- [Your instructions] Can you find the lines of the listing that include "wall" and copy every one?

- [Data]
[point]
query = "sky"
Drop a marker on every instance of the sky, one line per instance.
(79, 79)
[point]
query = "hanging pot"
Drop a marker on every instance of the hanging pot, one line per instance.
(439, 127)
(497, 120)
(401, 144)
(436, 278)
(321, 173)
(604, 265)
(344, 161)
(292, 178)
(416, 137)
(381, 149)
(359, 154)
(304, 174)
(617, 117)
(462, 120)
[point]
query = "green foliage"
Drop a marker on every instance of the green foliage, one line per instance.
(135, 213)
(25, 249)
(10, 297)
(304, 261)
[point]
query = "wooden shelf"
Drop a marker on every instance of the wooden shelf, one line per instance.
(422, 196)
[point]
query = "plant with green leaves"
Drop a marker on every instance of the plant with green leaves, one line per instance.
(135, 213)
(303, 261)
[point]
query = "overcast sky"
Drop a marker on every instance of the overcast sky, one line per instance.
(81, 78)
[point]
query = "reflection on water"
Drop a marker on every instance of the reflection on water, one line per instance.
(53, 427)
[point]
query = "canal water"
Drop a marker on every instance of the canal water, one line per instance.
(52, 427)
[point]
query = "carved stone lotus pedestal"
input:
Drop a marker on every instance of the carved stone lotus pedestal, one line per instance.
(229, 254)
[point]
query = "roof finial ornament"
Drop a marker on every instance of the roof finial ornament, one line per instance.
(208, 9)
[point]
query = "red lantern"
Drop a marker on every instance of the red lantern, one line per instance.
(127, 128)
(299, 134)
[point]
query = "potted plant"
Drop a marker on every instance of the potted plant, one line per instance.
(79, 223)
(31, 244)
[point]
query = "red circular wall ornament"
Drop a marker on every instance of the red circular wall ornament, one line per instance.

---

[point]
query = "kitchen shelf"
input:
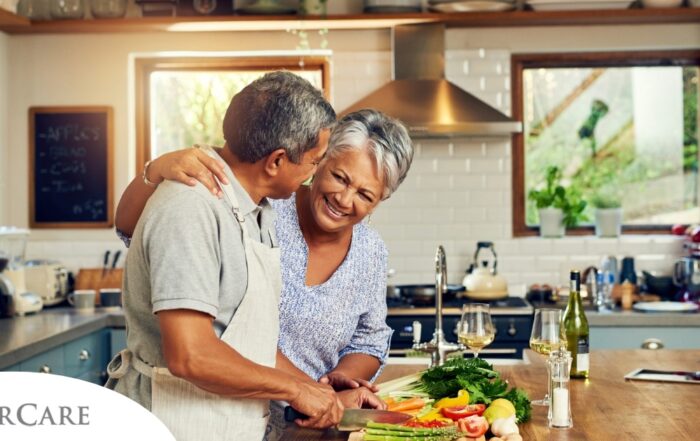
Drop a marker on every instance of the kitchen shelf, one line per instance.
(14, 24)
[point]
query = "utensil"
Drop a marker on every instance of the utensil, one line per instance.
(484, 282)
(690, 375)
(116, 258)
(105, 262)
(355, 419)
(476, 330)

...

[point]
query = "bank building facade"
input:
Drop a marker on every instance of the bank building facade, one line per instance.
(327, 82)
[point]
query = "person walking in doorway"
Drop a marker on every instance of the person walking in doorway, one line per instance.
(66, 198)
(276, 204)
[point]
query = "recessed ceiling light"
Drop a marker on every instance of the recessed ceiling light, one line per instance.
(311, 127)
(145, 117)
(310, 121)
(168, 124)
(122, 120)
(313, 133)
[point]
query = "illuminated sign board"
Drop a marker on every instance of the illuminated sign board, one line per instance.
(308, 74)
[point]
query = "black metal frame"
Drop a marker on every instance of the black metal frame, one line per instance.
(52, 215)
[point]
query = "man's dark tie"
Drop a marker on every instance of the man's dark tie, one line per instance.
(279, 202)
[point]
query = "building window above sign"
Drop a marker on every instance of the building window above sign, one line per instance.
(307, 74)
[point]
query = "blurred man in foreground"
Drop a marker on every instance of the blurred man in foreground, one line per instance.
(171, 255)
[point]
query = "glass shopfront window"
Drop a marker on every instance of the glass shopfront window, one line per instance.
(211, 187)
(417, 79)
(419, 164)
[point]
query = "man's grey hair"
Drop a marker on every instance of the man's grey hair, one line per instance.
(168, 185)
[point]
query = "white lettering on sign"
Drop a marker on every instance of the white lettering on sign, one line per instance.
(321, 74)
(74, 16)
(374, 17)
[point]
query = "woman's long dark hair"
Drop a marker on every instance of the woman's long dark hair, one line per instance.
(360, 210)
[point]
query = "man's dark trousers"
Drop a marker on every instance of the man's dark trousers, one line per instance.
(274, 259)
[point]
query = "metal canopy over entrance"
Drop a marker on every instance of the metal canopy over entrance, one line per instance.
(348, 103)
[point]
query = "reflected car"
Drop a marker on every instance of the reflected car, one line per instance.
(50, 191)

- [Solved problem]
query = "red circular wall ornament"
Drop a marker on every instance of the red circular wall ornament, one line per instance.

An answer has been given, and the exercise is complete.